Transcribe the full listing exactly.

════════════════

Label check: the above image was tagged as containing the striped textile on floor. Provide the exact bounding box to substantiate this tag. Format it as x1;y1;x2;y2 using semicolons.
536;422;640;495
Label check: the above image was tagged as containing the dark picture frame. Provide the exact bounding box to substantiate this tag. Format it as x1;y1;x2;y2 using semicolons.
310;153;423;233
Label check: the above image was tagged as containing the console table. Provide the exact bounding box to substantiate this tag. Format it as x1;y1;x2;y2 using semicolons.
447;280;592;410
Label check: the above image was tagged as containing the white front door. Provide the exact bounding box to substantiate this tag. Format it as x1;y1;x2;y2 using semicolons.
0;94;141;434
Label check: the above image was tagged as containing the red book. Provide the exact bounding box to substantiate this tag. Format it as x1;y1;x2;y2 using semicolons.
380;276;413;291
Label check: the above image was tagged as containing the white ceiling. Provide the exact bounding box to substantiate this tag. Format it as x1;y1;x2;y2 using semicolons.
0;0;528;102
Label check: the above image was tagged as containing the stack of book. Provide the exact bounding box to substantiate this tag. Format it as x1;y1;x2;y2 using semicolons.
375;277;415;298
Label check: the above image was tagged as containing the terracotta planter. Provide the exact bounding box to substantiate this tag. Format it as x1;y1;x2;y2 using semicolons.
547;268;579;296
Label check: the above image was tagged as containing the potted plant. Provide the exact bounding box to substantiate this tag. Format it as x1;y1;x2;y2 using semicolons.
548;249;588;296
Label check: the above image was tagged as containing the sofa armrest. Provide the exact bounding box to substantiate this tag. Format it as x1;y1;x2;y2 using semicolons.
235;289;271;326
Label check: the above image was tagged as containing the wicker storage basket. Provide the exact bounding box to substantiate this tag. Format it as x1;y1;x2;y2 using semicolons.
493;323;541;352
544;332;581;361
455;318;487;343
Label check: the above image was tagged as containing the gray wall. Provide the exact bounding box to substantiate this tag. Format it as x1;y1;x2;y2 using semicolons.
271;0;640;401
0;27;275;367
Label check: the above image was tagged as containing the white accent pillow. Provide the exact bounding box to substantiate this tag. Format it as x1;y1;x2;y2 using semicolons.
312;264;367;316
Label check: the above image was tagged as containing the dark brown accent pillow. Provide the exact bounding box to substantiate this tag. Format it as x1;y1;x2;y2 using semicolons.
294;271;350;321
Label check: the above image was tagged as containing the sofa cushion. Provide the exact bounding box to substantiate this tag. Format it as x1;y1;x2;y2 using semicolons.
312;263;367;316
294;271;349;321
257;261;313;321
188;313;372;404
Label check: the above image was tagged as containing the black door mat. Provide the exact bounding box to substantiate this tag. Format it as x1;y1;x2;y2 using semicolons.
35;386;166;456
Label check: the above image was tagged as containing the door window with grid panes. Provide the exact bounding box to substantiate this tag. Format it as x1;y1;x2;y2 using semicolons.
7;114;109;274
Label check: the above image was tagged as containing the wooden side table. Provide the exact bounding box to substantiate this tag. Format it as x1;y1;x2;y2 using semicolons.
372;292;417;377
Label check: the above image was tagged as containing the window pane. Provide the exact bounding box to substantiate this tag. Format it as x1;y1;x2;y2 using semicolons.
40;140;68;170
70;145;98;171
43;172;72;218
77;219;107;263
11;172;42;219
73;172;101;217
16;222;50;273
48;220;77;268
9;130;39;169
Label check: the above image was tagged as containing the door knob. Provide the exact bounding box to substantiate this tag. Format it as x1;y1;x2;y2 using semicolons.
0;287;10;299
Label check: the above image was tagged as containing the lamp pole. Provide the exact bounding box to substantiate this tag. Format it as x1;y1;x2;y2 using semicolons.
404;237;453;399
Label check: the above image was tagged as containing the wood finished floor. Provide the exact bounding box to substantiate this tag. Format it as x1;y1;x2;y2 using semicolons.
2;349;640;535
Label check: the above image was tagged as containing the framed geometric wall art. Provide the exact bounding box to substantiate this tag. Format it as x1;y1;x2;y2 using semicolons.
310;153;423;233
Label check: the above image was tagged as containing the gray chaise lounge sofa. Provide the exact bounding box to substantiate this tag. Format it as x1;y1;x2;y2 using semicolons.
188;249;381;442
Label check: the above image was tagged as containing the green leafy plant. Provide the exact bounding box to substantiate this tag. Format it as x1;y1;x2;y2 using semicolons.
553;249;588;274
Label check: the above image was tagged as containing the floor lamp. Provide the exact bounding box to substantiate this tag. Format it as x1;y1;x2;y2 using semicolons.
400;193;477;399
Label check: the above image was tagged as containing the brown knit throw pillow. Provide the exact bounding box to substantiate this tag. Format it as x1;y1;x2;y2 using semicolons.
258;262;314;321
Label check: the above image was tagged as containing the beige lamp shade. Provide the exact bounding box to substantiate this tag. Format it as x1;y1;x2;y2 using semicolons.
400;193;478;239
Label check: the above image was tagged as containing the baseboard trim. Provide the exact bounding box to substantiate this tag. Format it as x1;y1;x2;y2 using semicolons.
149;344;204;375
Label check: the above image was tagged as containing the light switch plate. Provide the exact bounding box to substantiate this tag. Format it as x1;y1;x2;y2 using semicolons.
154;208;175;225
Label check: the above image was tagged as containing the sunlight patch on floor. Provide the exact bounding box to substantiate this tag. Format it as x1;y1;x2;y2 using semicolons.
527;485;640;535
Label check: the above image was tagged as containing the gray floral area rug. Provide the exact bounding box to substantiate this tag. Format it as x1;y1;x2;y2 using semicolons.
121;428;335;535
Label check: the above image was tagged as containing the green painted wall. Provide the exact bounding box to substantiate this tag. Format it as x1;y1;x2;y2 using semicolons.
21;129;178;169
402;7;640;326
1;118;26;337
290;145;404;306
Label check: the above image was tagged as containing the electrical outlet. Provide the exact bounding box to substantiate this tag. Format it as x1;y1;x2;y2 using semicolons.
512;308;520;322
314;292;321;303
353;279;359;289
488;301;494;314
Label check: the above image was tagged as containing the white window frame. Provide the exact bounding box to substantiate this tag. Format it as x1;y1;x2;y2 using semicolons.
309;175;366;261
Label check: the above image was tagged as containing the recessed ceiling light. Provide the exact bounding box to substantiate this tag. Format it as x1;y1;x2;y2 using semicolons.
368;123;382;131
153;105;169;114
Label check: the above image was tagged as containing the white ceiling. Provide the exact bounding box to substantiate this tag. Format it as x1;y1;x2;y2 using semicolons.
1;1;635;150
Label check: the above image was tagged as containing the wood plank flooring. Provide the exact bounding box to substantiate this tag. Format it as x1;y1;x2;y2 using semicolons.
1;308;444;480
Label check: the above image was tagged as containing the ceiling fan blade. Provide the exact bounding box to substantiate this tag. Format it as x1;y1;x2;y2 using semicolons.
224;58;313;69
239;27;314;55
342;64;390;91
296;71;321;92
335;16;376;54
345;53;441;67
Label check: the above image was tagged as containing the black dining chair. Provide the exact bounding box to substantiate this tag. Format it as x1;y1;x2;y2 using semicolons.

════════════════

[Output of the task]
Label check: the above image was tagged as containing the striped textile on floor. Provide the exact bounding box to substantiate this tag. Format it as x1;y1;x2;y2 using semicolons.
536;422;640;495
Label check: the above image was tagged as containing the dark picture frame. Provide the exact bounding box to substantiate this tag. Format it as x1;y1;x2;y2 using semicolons.
310;153;423;233
Label check: the above image was tagged as containing the console table. Provide the exact bounding box to substantiate this tag. Format it as x1;y1;x2;y2 using semicolons.
447;280;592;410
Label check: the above image was tagged as containing the white front door. Provide the exact bounding box to substantiate this tag. Format it as x1;y1;x2;y2 using semicolons.
0;94;141;434
Label check: the above image was tagged as containing the red book. Provide the exact bounding box to substantiate this tag. Format it as x1;y1;x2;y2 using semicolons.
380;276;413;291
Label check: the above image was tagged as containing the white ceiling. Provide the exact bounding box to substantiate this tag. Format it as x1;y1;x2;y2 using semicolons.
0;0;528;102
Label check: the above image was tagged as containing the stack of book. Provide the exact bounding box to substantiate this tag. Format it as x1;y1;x2;y2 using semicolons.
375;277;415;298
Label check: the above image was tagged as containing the terracotta planter. Provide the exact bounding box to substantiate this tag. Format it as x1;y1;x2;y2 using semicolons.
547;268;579;296
Label check: the above image was tagged as containing the potted plant. Provide the exact bounding box to substantiate this tag. Format it as x1;y1;x2;y2 using semicolons.
548;249;588;296
Label check: the above image was tagged as containing the sofa armrest. Provide the exact bounding box to substantiate this tag. Format it as x1;y1;x2;y2 using semicolons.
235;289;271;326
Label check: the above image was tagged as containing the wicker storage basket. Provide the exact bounding box to substantiate this tag. Format it as x1;y1;x2;y2 using semicolons.
493;323;541;352
544;332;581;361
455;318;487;343
Label check: the above image was tagged as containing the gray wall. Provide the exact bounding box to substantiate this tag. Format it as x1;y1;x2;y2 using semicolons.
271;0;640;401
0;27;275;367
Label check: the above image was tagged as containing the white accent pillow. Provide the exact bounding box to substantiate this tag. Format it as x1;y1;x2;y2 using semicolons.
312;264;367;316
Label check: the above image was tagged as containing the dark brown accent pillow. Provide the exact bounding box to substantiate this tag. Format it as x1;y1;x2;y2 using semicolons.
294;271;350;321
Label check: the above image was tagged as containing the sofa cushion. Provide the exact bounding box to substantiate this tag. Format it as x1;y1;x2;y2 using semicolons.
312;263;367;316
294;271;349;321
257;261;313;321
188;313;372;404
Label check: the above image was tagged as containing the black door mat. Provide the exact bounding box to substantiate this tag. Format it as x1;y1;x2;y2 using semicolons.
35;386;166;456
Label check: the above image was tagged as containing the door window with grid panes. Provide the exact bounding box to substantiate this tag. Format it as x1;y1;x2;y2 using semicolons.
7;114;109;274
Label check: the above image was tagged as containing the wooden side table. Provide the exact bounding box to substantiate this tag. Format it as x1;y1;x2;y2 using semicolons.
372;292;417;377
Label check: the above image was tagged as containing the window pane. Provide the exact bounding box to substantiate this tag. Format it as x1;y1;x2;y2 using semicolons.
40;140;68;170
70;145;98;171
43;172;72;218
77;219;107;263
11;172;42;219
73;172;101;217
16;222;50;273
48;220;77;268
9;130;39;169
Label check: the above image was tagged as containing the door knob. Provide the exact bounding box to substantiate this tag. Format it as x1;y1;x2;y2 using semicolons.
0;287;10;299
Label check: the above image was tagged as containing the lamp pole. Provide the exact bounding box to substantiate this tag. Format it as x1;y1;x2;y2 using semicolons.
404;237;453;399
Label check: the above image was tagged as containing the wood finished floor. Provide the exact bounding box to substantiate this tag. Format it as x1;y1;x2;y2 using semicolons.
2;349;640;535
Label check: the above image was tagged as containing the framed geometric wall art. Provide the exact bounding box to substantiate this tag. Format it as x1;y1;x2;y2 using semicolons.
310;153;423;233
Label check: the above image was tagged as containing the gray chaise lounge sofa. Provide the exact bounding box to substantiate this tag. Format it as x1;y1;x2;y2 using semicolons.
188;249;381;442
Label check: the above image was tagged as containing the green leafy plant. Provide the exact bounding box to substantiate this tag. Format it as x1;y1;x2;y2 using semicolons.
553;249;588;274
Label check: the above image was tagged as containing the floor lamp. Provide the exact bounding box to substantiate this tag. Format it as x1;y1;x2;y2 using semicolons.
400;193;477;399
Label check: the above image was tagged as containing the brown knit throw pillow. Provide the exact bounding box to substantiate this tag. Format it as x1;y1;x2;y2 using semicolons.
258;262;314;321
Label check: the above image was tagged as containing the beige lamp shade. Provide the exact bounding box to substantiate this tag. Format it as x1;y1;x2;y2 using semicolons.
400;193;478;239
Label check: the above image was tagged as containing the baseboard trim. Provide the exact bounding box to substantiate this tag. Format it as x1;y1;x2;y2 using semicolons.
149;344;204;375
Label check: the above image was tagged as containing the light switch plate. Provide the exact bounding box to substantiate this tag. Format it as x1;y1;x2;y2 using semicolons.
154;208;175;225
Label check: the above image was tagged as containing the sunlight patch on floor. Provide the exact bounding box to substantiate this tag. Format it as x1;y1;x2;y2 using semicolons.
527;485;640;535
Label check: the above image was tagged as containing the gray floral area rug. Provide the exact bounding box to substantiate this tag. Format it as x1;y1;x2;y2 using semicolons.
121;428;335;535
Label check: the above image was tagged as containing the green painted wall. Provide the exact bounding box to substantiate this tag. Format it as x1;y1;x2;y2 using semicolons.
21;129;178;169
402;7;640;326
1;118;26;337
290;145;404;306
Label check: the above image was tagged as containing the electrical outlet. Provide the exact bounding box to substantiate this tag. Format it as x1;y1;x2;y2 using semicolons.
512;308;520;322
314;292;321;303
353;279;359;289
488;301;494;314
Label check: the above image was tagged as containing the white window frame. Provide the exact bounding box to substantiate this tag. Format it as x1;y1;x2;y2 using semicolons.
309;175;366;261
Label check: the above image was tagged as containing the recessed ceiling light. Provide the exact bounding box to substantiate this tag. Format it as x1;y1;x2;y2 using semicolons.
368;123;382;131
153;105;169;114
Label check: the above image was tagged as containing the white ceiling. Provide the exact bounding box to substantiate this tag. Format it as x1;y1;x2;y2 using semicolons.
1;1;635;150
Label check: the above image was tagged as containing the wood plank flooring. Provide the exact bounding box to substantiate this tag. Format it as x1;y1;x2;y2 using semicolons.
1;308;444;480
Label check: the above image was tagged as containing the ceiling fan blade. Provide the exact bounding box to substantiate this tag. Format it as x1;y1;x2;y2 using semicolons.
224;58;313;69
239;27;314;55
342;64;390;91
296;71;321;92
335;16;376;54
345;53;441;67
Label check: the above image was tagged as containing the black dining chair. Provide the exact bounding box to substantiate this tag. Format it as x1;y1;x2;y2 using semicolons.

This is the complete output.